▶ _ЗАДАНИЯ_
- A) Замените в исходном тексте «фанатичный» на «страстный» и перепишите весь отрывок, начиная с «Однако есть и» и заканчивая «сопряжений ивритской речи.».
- B) Ответьте по исходному тексту на вопросы:
(i) В чем, согласно тексту, он искал подлинное познание мира?
(ii) С чем соседствует осторожный рационализм доказательств?
(iii) В каком веке описанные признаки особенно узнаваемы?

▶ _ИСХОДНЫЙ ТЕКСТ_
Однако есть и другое объяснение. Гораздо более вероятно, что фанатичный и бескорыстный праведник языка, поэт для поэтов, он и здесь сделал язык единственным содержанием своих книг, и, вопреки своему знаменитому скепсису провозглашая целью трудов подлинное познание мира, он искал его не среди тяжеловесных метафизических пирамид, не в лабиринтах силлогизмов и схолий и даже не в мистическом созерцании концентрических кругов божественных эманаций, но в музыке магических сопряжений ивритской речи.
Впрочем, гладкость и кристальная безупречность его речи тоже обманчивы. Осторожный рационализм доказательств соседствует в ней со стилистическими сгустками, смысловыми пустотами и темными провалами мысли, против которых бессилен даже самый хитроумный комментарий и в которых смятение, иррациональность и неясность проступают с болезненной осязаемостью. В его текстах почти за каждым словом внимательному уху открывается нечто вроде тяжелого гула сфер, за стремлением к ясности, непротиворечивости и схоластической стройности проступает беспокойное шевеление хаоса, внутренняя талмудическая раздвоенность и подлинность глубины противоречия выливаются в принятие сознательной антиномичности бытия. Эта двойственность, сочетание иллюзорной прозрачности речи с неразрешимыми темнотами и крайностями иррационализма еще долго будут оставаться одними из самых характерных признаков книг, написанных евреями как на иврите, так и на других языках. В двадцатом веке они особенно и неизбежно узнаваемы.

▶ _МАТЕРИАЛ_
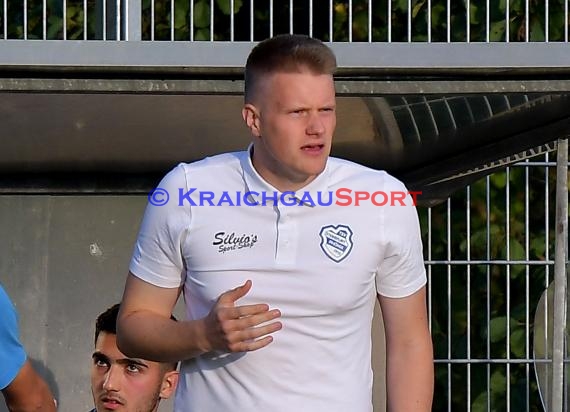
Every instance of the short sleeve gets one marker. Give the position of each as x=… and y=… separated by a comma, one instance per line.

▶ _ОТВЕТЫ К ЗАДАНИЯМ_
- A)
Однако есть и другое объяснение. Гораздо более вероятно, что страстный и бескорыстный праведник языка, поэт для поэтов, он и здесь сделал язык единственным содержанием своих книг, и, вопреки своему знаменитому скепсису провозглашая целью трудов подлинное познание мира, он искал его не среди тяжеловесных метафизических пирамид, не в лабиринтах силлогизмов и схолий и даже не в мистическом созерцании концентрических кругов божественных эманаций, но в музыке магических сопряжений ивритской речи.

- B)
(i) В музыке магических сопряжений ивритской речи.
(ii) Со стилистическими сгустками, смысловыми пустотами и темными провалами мысли.
(iii) В двадцатом веке.